[start of SUPPLIED ENTRIES]
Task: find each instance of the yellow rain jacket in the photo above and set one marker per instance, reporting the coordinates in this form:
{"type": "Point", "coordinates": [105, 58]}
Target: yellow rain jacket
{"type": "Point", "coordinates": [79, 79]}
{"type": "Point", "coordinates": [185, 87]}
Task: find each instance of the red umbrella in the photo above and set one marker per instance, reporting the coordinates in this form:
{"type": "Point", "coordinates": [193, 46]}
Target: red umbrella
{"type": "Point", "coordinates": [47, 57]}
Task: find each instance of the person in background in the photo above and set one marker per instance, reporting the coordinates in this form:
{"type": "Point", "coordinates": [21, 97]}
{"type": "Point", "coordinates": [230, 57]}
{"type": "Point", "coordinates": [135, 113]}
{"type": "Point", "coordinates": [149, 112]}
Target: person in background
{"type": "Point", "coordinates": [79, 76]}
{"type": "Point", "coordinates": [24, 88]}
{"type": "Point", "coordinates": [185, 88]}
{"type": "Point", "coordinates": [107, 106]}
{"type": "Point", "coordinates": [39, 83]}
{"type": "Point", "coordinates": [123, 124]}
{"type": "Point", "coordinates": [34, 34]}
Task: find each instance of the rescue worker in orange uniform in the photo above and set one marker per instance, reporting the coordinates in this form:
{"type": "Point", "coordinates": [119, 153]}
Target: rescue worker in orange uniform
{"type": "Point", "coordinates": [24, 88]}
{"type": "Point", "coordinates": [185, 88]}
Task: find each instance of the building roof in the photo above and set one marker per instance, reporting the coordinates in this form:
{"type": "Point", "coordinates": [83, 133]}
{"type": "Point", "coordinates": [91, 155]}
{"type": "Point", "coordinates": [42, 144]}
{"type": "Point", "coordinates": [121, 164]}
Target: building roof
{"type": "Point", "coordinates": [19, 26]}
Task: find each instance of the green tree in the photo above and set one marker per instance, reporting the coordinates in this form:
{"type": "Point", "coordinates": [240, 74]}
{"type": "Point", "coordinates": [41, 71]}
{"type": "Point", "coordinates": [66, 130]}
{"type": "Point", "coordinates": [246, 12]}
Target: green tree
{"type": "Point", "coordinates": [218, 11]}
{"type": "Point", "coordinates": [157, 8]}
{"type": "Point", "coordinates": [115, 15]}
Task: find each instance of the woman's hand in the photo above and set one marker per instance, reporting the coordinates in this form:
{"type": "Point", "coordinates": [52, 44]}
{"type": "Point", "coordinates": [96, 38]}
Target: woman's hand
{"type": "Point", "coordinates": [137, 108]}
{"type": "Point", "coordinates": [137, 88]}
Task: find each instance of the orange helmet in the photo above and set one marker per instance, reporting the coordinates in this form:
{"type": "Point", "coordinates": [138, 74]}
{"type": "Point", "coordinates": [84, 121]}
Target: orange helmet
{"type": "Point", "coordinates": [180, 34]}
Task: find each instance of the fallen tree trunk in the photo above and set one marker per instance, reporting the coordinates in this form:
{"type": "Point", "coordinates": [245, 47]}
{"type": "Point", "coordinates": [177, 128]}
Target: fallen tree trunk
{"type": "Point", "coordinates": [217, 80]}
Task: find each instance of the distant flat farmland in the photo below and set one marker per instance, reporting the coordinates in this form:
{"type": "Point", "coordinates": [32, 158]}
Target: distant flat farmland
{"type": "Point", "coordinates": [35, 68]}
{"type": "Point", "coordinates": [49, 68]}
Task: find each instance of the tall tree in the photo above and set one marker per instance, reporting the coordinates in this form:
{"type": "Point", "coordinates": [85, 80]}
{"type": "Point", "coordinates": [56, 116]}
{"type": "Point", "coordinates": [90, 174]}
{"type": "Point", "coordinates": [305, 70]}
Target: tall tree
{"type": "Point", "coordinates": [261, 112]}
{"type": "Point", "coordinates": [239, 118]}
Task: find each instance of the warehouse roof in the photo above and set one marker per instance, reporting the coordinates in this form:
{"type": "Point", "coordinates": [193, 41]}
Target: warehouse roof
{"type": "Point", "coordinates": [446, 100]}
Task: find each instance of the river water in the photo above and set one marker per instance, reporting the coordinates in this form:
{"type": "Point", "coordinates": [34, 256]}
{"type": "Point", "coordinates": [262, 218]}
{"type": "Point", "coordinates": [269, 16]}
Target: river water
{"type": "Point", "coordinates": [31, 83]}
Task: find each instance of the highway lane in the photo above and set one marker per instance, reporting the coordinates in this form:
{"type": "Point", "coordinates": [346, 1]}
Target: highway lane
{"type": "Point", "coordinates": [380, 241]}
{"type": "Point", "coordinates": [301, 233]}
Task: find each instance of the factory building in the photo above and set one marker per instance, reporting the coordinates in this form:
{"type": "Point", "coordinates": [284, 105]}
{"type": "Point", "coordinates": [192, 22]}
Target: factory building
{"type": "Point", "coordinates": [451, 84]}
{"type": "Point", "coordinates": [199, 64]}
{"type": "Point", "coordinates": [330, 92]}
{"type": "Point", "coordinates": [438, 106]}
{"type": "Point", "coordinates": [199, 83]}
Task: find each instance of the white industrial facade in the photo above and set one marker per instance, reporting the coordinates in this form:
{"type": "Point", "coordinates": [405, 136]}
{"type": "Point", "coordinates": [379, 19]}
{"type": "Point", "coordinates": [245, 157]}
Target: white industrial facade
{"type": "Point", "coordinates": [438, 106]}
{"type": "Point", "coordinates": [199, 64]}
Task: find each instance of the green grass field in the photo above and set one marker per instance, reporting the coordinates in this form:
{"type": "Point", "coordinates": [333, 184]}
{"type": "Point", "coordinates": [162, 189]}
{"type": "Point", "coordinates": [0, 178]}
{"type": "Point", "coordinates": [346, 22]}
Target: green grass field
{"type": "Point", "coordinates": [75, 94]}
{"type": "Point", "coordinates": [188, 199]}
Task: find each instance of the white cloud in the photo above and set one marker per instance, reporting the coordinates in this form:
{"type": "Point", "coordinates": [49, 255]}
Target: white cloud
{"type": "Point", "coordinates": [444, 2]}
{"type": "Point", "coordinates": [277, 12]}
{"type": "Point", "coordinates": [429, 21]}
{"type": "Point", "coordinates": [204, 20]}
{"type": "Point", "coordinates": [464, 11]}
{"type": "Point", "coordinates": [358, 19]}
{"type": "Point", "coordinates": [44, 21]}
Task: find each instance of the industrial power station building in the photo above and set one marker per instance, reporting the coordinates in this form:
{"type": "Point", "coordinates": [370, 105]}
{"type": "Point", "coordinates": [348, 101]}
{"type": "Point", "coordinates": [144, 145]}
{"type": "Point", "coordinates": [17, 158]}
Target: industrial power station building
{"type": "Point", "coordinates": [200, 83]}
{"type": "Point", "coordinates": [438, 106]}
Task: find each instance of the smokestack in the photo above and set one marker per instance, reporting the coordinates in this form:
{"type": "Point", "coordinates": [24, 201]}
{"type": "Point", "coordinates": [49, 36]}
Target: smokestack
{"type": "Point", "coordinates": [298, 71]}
[end of SUPPLIED ENTRIES]
**TASK DETAILS:**
Reproduce the listing above word for word, from the first line to the last.

**OUTPUT:**
Task: find each instance of the yellow rain jacket in the photo above and set one marker per instance, reporting the coordinates in this form:
{"type": "Point", "coordinates": [105, 58]}
Target: yellow rain jacket
{"type": "Point", "coordinates": [79, 79]}
{"type": "Point", "coordinates": [185, 87]}
Task: find each instance of the red umbrella in the photo above and set one marker per instance, reporting the coordinates in this form:
{"type": "Point", "coordinates": [193, 46]}
Target: red umbrella
{"type": "Point", "coordinates": [47, 57]}
Task: find each instance of the person in background in the photo above and set one marker per instance, reporting the coordinates in this form:
{"type": "Point", "coordinates": [21, 97]}
{"type": "Point", "coordinates": [230, 57]}
{"type": "Point", "coordinates": [135, 113]}
{"type": "Point", "coordinates": [149, 112]}
Target: person in background
{"type": "Point", "coordinates": [79, 76]}
{"type": "Point", "coordinates": [24, 88]}
{"type": "Point", "coordinates": [185, 88]}
{"type": "Point", "coordinates": [107, 106]}
{"type": "Point", "coordinates": [39, 83]}
{"type": "Point", "coordinates": [123, 124]}
{"type": "Point", "coordinates": [34, 34]}
Task: find each instance of the rescue worker in orange uniform in the photo above and set one marker per instance, reporting the coordinates in this form:
{"type": "Point", "coordinates": [119, 153]}
Target: rescue worker in orange uniform
{"type": "Point", "coordinates": [24, 88]}
{"type": "Point", "coordinates": [185, 88]}
Task: find each instance of the building roof in the photo above and set one marker per instance, reporting the coordinates in this form:
{"type": "Point", "coordinates": [83, 133]}
{"type": "Point", "coordinates": [91, 155]}
{"type": "Point", "coordinates": [42, 144]}
{"type": "Point", "coordinates": [121, 164]}
Target: building roof
{"type": "Point", "coordinates": [19, 26]}
Task: find each instance of the green tree in the photo above and set one marker per instance, reporting the coordinates in this form:
{"type": "Point", "coordinates": [240, 74]}
{"type": "Point", "coordinates": [41, 71]}
{"type": "Point", "coordinates": [66, 130]}
{"type": "Point", "coordinates": [246, 12]}
Target: green tree
{"type": "Point", "coordinates": [218, 11]}
{"type": "Point", "coordinates": [157, 8]}
{"type": "Point", "coordinates": [115, 15]}
Task: find each instance of the woman's hand in the photo above and set one marker per instance, reporting the coordinates in this form:
{"type": "Point", "coordinates": [52, 44]}
{"type": "Point", "coordinates": [96, 38]}
Target: woman's hand
{"type": "Point", "coordinates": [137, 108]}
{"type": "Point", "coordinates": [137, 88]}
Task: find each instance of the orange helmet in the photo above and set one marker per instance, reporting the coordinates in this form:
{"type": "Point", "coordinates": [138, 74]}
{"type": "Point", "coordinates": [84, 121]}
Target: orange helmet
{"type": "Point", "coordinates": [180, 34]}
Task: find each instance of the fallen tree trunk in the photo above and set one marker per instance, reporting the coordinates in this form:
{"type": "Point", "coordinates": [245, 47]}
{"type": "Point", "coordinates": [177, 128]}
Target: fallen tree trunk
{"type": "Point", "coordinates": [217, 80]}
Task: find each instance of the distant flat farmland in the photo below and set one marker per instance, reporting the coordinates in this form:
{"type": "Point", "coordinates": [32, 158]}
Target: distant flat farmland
{"type": "Point", "coordinates": [35, 68]}
{"type": "Point", "coordinates": [49, 68]}
Task: find each instance of the tall tree in the photo above and set one marker per instance, reporting the coordinates in this form:
{"type": "Point", "coordinates": [85, 80]}
{"type": "Point", "coordinates": [56, 116]}
{"type": "Point", "coordinates": [90, 174]}
{"type": "Point", "coordinates": [305, 70]}
Target: tall tree
{"type": "Point", "coordinates": [261, 112]}
{"type": "Point", "coordinates": [239, 118]}
Task: find each instance of the warehouse roof in the photo above and set one marker per instance, reporting the coordinates in this form:
{"type": "Point", "coordinates": [193, 41]}
Target: warehouse roof
{"type": "Point", "coordinates": [446, 100]}
Task: find each instance of the river water in the photo above and set one marker per instance, reporting the coordinates in this form:
{"type": "Point", "coordinates": [34, 256]}
{"type": "Point", "coordinates": [262, 218]}
{"type": "Point", "coordinates": [269, 16]}
Target: river water
{"type": "Point", "coordinates": [31, 83]}
Task: find each instance of the highway lane in the photo above and set one marker per instance, reporting the coordinates in this form:
{"type": "Point", "coordinates": [346, 1]}
Target: highway lane
{"type": "Point", "coordinates": [380, 241]}
{"type": "Point", "coordinates": [301, 233]}
Task: find each instance of the factory building in the photo above and set one marker per instance, reporting the coordinates in this form:
{"type": "Point", "coordinates": [284, 105]}
{"type": "Point", "coordinates": [192, 22]}
Target: factory building
{"type": "Point", "coordinates": [451, 84]}
{"type": "Point", "coordinates": [199, 64]}
{"type": "Point", "coordinates": [330, 92]}
{"type": "Point", "coordinates": [438, 106]}
{"type": "Point", "coordinates": [199, 83]}
Task: find each instance of the white industrial facade in the photo above and set one marker per instance, reporting the coordinates in this form:
{"type": "Point", "coordinates": [405, 136]}
{"type": "Point", "coordinates": [379, 19]}
{"type": "Point", "coordinates": [245, 157]}
Target: white industrial facade
{"type": "Point", "coordinates": [438, 106]}
{"type": "Point", "coordinates": [199, 64]}
Task: find each instance of the green grass field in the photo above and set one marker per instance, reporting the coordinates in this form:
{"type": "Point", "coordinates": [333, 184]}
{"type": "Point", "coordinates": [162, 189]}
{"type": "Point", "coordinates": [0, 178]}
{"type": "Point", "coordinates": [346, 22]}
Target: green grass field
{"type": "Point", "coordinates": [75, 94]}
{"type": "Point", "coordinates": [188, 199]}
Task: find each instance of the white cloud in the photo above and set one marker per instance, reporting the coordinates in this form:
{"type": "Point", "coordinates": [49, 255]}
Target: white cloud
{"type": "Point", "coordinates": [444, 2]}
{"type": "Point", "coordinates": [277, 12]}
{"type": "Point", "coordinates": [429, 21]}
{"type": "Point", "coordinates": [204, 20]}
{"type": "Point", "coordinates": [464, 11]}
{"type": "Point", "coordinates": [358, 19]}
{"type": "Point", "coordinates": [44, 21]}
Task: find each instance of the industrial power station building in the photo above and set one marker per instance, reporting the coordinates in this form:
{"type": "Point", "coordinates": [370, 105]}
{"type": "Point", "coordinates": [348, 101]}
{"type": "Point", "coordinates": [144, 145]}
{"type": "Point", "coordinates": [17, 158]}
Target: industrial power station building
{"type": "Point", "coordinates": [200, 83]}
{"type": "Point", "coordinates": [438, 106]}
Task: find each instance of the smokestack in the photo above and set one marker per instance, reporting the coordinates in this form:
{"type": "Point", "coordinates": [24, 201]}
{"type": "Point", "coordinates": [49, 36]}
Target: smokestack
{"type": "Point", "coordinates": [298, 71]}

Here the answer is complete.